**Schriftliche Aufgabe 1**
Nenne nur die Anzahl der Zeilen weiter unten, in denen die Zeichenfolge „tower“ vorkommt. Groß- und Kleinschreibung zählt.

# Elitepartner



## swift7712 (9 November 2010)

Hallo zusammen

Ich hab eine Frage: ich habe mich (fast) bei Elitepartner angemeldet. Das heisst, ich habe mal die Registrierung für ein 3 Monate Abo begonnen aber keine Kontodaten und keine Strasse eingetragen, da ich zum einen misstrauisch war und ich zum anderen einfach mal versuchen wollte, ob die Registrierung so durchgeht.

Zu meinem Erstaunen hat das dann tatsächlich ohne Kontoangaben (und somit natürlich ohne Bezahlung) funktioniert. Da mir das ganze dann ein wenig seltsam vorkam (und ich das sowieso vor hatte), habe ich dann mein Profil vollständig gelöscht und damit gerechnet, dass ich alles gekündigt habe, da ich keine Dienste mehr in Anspruch nehmen kann.

Ich erhielt allerdings dann eine email, dass ich mich für ein Abo entschieden habe und das etwas kostet. Ich habe die Mail ignoriert (da ich ja meinen Account gelöscht habe) und mir nichts weiteres gedacht als ich ein paar Tage später dann die 1. Mahnung erhielt. Auf die habe ich dann reagiert und geschrieben, dass ich mein Profil gelöscht habe und keine Dienste in Anspruch nehme und somit nicht bezahlen werde. Das wurde dann allerdings nicht akzeptiert und ich erhilet die 2. Mahnung, in der mir bereits mit ihrer Inkassostelle und rechtlichen Konsequenzen gedroht wurde.

Aus Ärger hab ich nun den besagten Mail-Account gelöscht, da ich nicht mehr weiter belästigt werden will.

Wie soll ich mich nun verhalten, wenn sie meine Postadresse rausfinden (was möglich ist) und mich das Inkassobüro belästigt?

Ich fühle mich nicht verpflichtet, etwas zu bezahlen (hab auch nichts bezahlt bis jetzt). Das ganze geht mir doch schon ein wenig an die Nerven, vorallem liessen die überhaupt nicht mit sich diskutieren (deshalb hab ich auch den Mail Account gelöscht).

Vielen Dank für eure Meinung!


----------



## Reducal (9 November 2010)

*AW: Elitepartner*

Du hast deine vollständige Adresse nicht angegeben, somit bist du für den Anbieter auch nicht verfolgbar. Wenn der nun versucht dich dennoch zu ermitteln (deine gelöschten Daten sind dort sicher in der Historie noch immer gespeichert), dann muss er auch nachweisen, dass du derjenige warst, der irgend was gebucht hat.

**Schriftliche Aufgabe 2**
Welche beiden Angaben hat die Person, die im Forenbeitrag oben die Frage stellt, bei der Registrierung nicht eingetragen?

**Einträge**
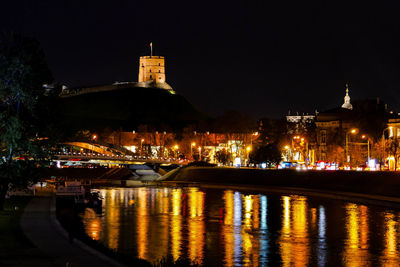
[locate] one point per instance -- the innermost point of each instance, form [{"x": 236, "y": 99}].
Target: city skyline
[{"x": 258, "y": 58}]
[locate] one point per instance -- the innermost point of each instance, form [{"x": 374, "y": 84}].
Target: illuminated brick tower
[{"x": 152, "y": 68}]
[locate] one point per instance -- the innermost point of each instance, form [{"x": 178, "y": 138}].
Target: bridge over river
[{"x": 104, "y": 153}]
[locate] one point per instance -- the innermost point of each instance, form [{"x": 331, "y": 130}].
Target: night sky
[{"x": 261, "y": 58}]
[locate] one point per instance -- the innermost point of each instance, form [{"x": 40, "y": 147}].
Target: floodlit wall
[{"x": 152, "y": 68}]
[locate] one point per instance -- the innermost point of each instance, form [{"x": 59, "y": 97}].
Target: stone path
[{"x": 41, "y": 226}]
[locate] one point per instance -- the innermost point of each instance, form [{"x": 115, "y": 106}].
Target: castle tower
[
  {"x": 152, "y": 68},
  {"x": 346, "y": 103}
]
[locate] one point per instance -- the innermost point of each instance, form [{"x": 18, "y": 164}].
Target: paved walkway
[{"x": 41, "y": 226}]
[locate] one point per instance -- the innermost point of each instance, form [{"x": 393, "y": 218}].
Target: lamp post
[
  {"x": 141, "y": 147},
  {"x": 368, "y": 142},
  {"x": 384, "y": 142},
  {"x": 199, "y": 153},
  {"x": 248, "y": 149},
  {"x": 191, "y": 149},
  {"x": 352, "y": 131},
  {"x": 176, "y": 147}
]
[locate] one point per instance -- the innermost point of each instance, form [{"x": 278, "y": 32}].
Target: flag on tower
[{"x": 151, "y": 49}]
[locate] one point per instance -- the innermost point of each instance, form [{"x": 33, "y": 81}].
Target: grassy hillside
[{"x": 128, "y": 108}]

**Fertige Antwort 1**
3

**Fertige Antwort 2**
Die Kontodaten und die Straße.